■ 작업 ■
아래 기록에서 "Expected behaviour: for" 문구가 있는 줄에서 시작하여 "Report the answer" 문구가 있는 줄에서 끝나는 부분(양 끝 줄 포함)만 번호 목록으로 바꾸어 쓰십시오. 빈 줄과 그림은 답에서 빼십시오.

■ 처리할 기록 ■
******

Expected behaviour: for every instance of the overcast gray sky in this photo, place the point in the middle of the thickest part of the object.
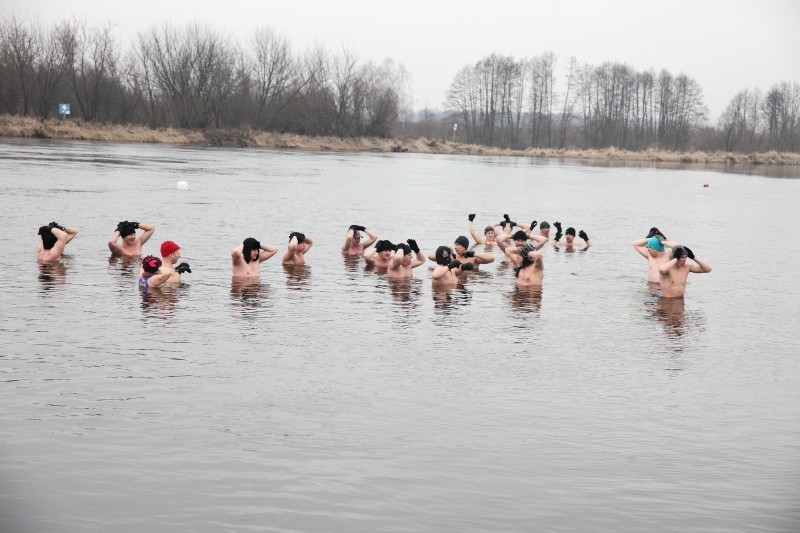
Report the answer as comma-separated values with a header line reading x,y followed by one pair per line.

******

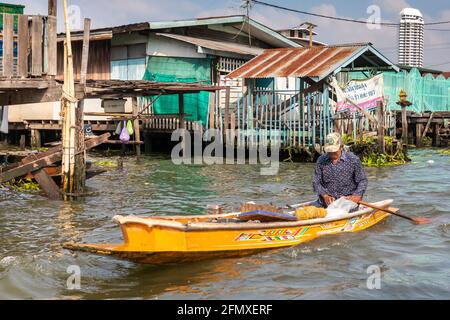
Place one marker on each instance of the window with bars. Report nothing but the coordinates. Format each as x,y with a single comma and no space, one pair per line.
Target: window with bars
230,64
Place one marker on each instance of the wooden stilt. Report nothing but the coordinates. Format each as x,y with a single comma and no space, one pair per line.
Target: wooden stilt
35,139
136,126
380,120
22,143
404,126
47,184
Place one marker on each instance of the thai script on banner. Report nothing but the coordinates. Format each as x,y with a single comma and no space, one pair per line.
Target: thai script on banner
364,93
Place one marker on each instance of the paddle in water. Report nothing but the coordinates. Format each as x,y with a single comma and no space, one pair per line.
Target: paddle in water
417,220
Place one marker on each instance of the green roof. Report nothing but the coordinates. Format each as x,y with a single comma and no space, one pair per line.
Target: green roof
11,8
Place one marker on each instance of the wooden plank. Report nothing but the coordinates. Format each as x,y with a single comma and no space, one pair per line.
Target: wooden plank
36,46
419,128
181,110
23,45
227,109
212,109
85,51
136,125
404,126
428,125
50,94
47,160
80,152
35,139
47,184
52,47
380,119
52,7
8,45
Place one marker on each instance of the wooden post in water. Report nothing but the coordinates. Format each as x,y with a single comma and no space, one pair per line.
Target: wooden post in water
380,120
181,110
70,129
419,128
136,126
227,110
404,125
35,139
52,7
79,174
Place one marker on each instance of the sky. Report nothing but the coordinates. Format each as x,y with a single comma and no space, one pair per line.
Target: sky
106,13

******

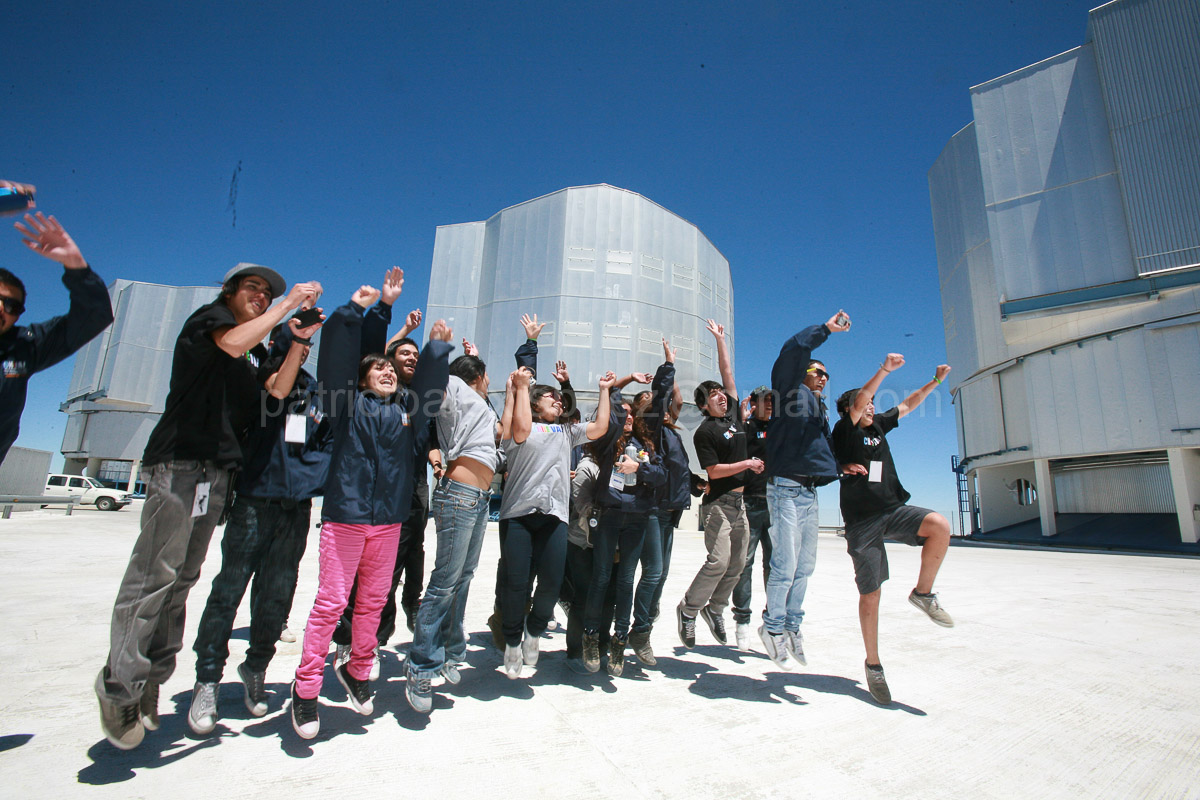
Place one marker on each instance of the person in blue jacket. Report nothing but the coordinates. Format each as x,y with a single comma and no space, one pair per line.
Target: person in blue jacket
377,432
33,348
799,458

******

■ 답변 ■
1. Expected behaviour: for every instance of the overcast gray sky in this photo, place the point in the middle of the thickest part of the object.
2. Report the answer as comma-separated values with a header line reading x,y followed by one pair per line.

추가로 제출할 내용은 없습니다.